### Problem set
1. In the shale oil processing excerpt, translate this sentence into Spanish: "Separation means such as condensers or suitable distillation columns may be employed."
2. According to the shale oil processing excerpt, why should the entire hydrocarbon-dust reaction train be kept at the reactor temperature or higher? Answer in one to three sentences.
3. Carry on the shale oil processing excerpt past its final sentence.

As presently run, the process has been highly successful employing two cyclone separation, although the process is not intended to be restricted to this means of separation of the dust from the hot hydrocarbon values. In any event, the entire hydrocarbon-dust reaction train should be kept at the reactor temperature conditions or higher so that the reabsorption or readsorption of the hydrocarbon values to the shattered, pulverulent rock gangue do not readily take place. The cyclone(s) 13 may also be run at subatmospheric pressures if the entire reaction train (or even a partial reaction train ending with the cyclone(s) is under vacuum conditions.

After the dust separation, the hydrocarbon values may be recovered directly and further processed in a conventional manner. Separation means such as condensers or suitable distillation columns may be employed. These separation means are well known in the art and need not be discussed in greater detail.

However, it has been found extremely advantageously that while the hot hydrocarbon gases are being recovered, a further reactor(s) 17, shown in FIG. 1 herein, be employed. It is very helpful for efficient and further upgrading of the hydrocarbon values that these be reacted to obtain the desired degree of hydrogenation or reformation from the spectrum of products recovered from the shattered shale oil rock. Further sulfur and nitrogen removal may also be accomplished thereby.

### Dataset
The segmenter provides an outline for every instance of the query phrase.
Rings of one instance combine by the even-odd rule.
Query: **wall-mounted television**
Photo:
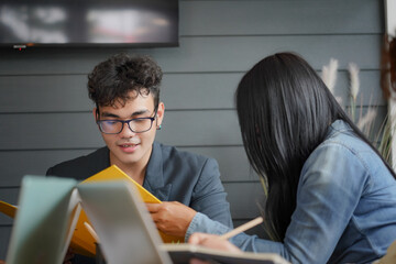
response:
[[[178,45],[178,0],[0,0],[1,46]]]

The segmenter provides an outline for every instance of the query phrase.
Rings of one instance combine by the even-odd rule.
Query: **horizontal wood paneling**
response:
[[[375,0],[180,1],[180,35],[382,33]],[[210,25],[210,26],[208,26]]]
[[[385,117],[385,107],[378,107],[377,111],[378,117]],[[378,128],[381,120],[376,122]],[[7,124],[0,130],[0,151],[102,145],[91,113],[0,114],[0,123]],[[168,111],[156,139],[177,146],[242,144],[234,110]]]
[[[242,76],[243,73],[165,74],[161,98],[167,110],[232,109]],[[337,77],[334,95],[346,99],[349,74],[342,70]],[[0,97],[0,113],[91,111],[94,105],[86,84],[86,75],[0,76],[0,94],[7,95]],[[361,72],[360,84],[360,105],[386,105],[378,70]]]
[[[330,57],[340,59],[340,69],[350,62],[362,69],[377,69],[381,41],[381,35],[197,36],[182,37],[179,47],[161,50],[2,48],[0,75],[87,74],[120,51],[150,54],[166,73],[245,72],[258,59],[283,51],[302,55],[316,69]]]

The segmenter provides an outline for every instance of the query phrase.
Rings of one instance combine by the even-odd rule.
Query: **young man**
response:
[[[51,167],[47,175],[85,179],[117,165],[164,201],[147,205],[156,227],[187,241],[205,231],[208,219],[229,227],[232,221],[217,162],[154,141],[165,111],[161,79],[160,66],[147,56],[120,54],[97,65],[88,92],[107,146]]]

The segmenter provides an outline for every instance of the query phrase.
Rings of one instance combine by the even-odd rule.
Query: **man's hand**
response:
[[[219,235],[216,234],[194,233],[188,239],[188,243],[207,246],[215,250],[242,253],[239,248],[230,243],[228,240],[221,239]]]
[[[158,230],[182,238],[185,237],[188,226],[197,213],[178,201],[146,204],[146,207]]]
--
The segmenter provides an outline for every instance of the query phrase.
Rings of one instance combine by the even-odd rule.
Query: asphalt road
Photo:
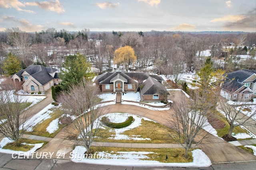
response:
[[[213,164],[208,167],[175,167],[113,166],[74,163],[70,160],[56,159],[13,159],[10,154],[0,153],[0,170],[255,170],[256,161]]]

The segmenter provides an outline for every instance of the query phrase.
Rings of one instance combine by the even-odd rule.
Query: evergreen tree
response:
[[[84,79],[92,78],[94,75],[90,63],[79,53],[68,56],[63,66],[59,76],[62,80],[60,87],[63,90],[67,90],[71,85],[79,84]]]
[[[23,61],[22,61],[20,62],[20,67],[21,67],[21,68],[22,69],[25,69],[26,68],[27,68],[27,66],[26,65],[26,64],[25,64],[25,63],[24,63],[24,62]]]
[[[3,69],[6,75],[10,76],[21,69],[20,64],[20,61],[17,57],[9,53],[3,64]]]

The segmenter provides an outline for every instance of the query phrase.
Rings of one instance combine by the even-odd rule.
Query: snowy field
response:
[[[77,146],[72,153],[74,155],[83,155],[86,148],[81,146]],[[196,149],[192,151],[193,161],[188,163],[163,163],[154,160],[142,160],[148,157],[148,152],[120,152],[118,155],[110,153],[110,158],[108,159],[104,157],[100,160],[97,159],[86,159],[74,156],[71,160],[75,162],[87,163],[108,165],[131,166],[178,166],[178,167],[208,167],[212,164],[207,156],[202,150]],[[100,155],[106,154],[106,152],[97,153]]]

### Answers by task
1. Pueden emplearse medios de separación tales como condensadores o columnas de destilación adecuadas.

2. Keeping the reaction train at or above reactor temperature prevents the hydrocarbon values from readily being reabsorbed or readsorbed onto the shattered, pulverulent rock gangue.

3.
The reactor 17 contains therein a suitable reagent or a mixture of reagents which will be further described herein, conveniently in a supported form. While the reagent may be held on bubble trays or some other contact means and the hydrocarbon gases pass therethrough, it has been found that the reagent, as supported on a suitable alumina-alumina silicate support, as further described herein, is especially advantageous for further upgrading of the hydrocarbon values. Although the first reaction in the reaction vessel 11 will produce hydrocarbons of an API value from about 15 to 31, the reagent in the second reactor will upgrade and produce, by further hydrogenation, hydrocarbons in the API range from 26 to 58 (depending, of course, on the API for the hydrocarbon value from the first reactor).

These hydrocarbons can then be suitably employed for further finishing, separation, treatment, etc. in a manner well known in the art.

If a reactor 17 is employed containing a suspended catalyst, i.e. such as in a fluidized bed or a fixed bed, as illustrated by the schematic presentation 18, the hydrocarbon vapors are then recovered by a means such as a series of condensers, one of which is shown as 19 with a collection vessel 20 and a suitable removal port therefor 21. The hydrocarbon gases which are not condensed in the condenser and are not further reformed in another reactor (not shown) are then recovered from the condenser as gases. These hydrocarbon gases are the lighter ends and can be employed for variously desired purposes.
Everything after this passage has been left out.